RECORDS PROVIDED:
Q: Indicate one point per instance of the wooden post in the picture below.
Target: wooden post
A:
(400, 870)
...
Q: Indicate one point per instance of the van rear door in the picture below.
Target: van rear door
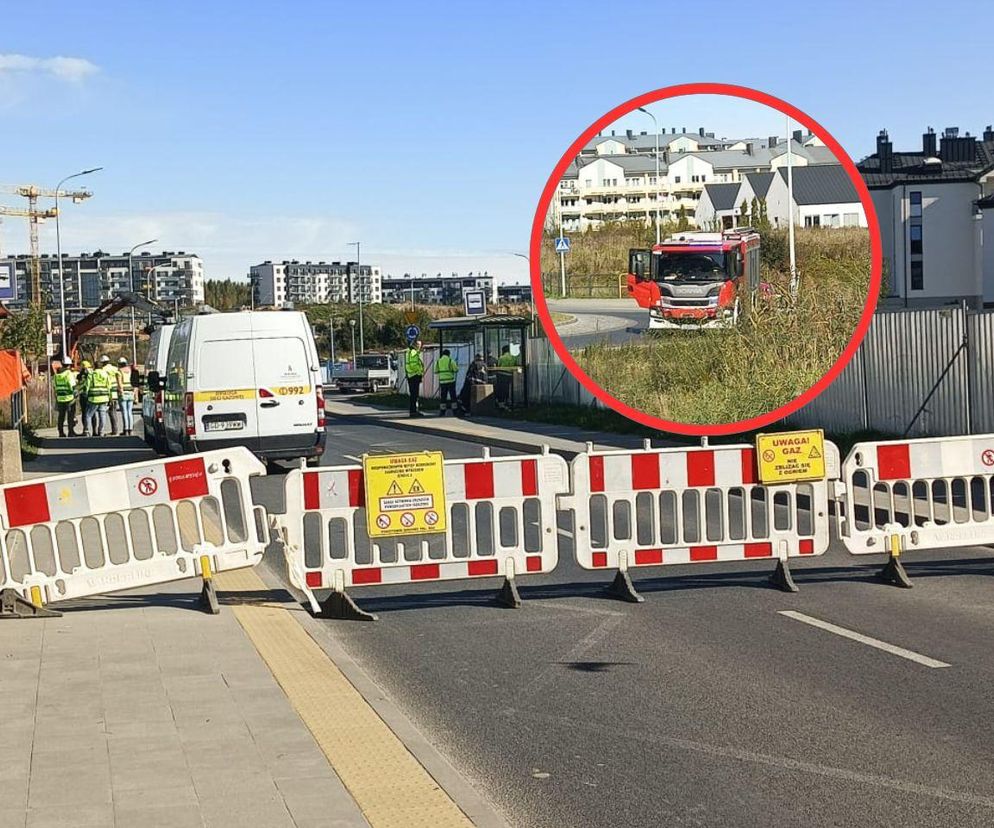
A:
--
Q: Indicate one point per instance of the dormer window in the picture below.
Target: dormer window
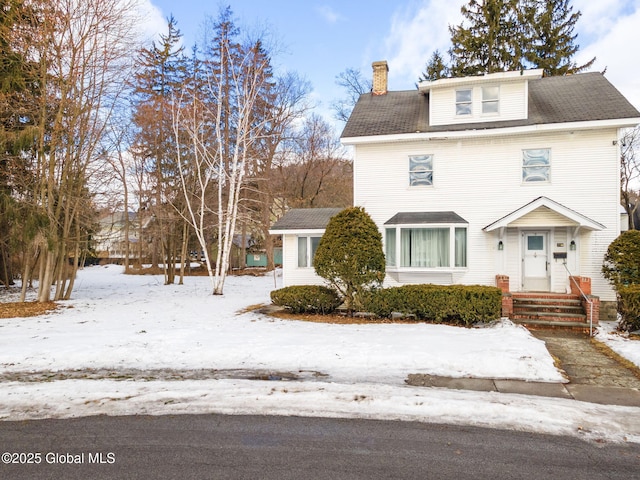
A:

WORK REQUIRED: Show each line from the items above that contains the word "Indicate", copied in full.

IN RESPONSE:
Q: Indicate one point per instance of the wooden post in the picture below.
Q: Indicate one point per instance of the van rear door in the picture below.
Q: Indicate one point per instance of the dormer window in the picture below.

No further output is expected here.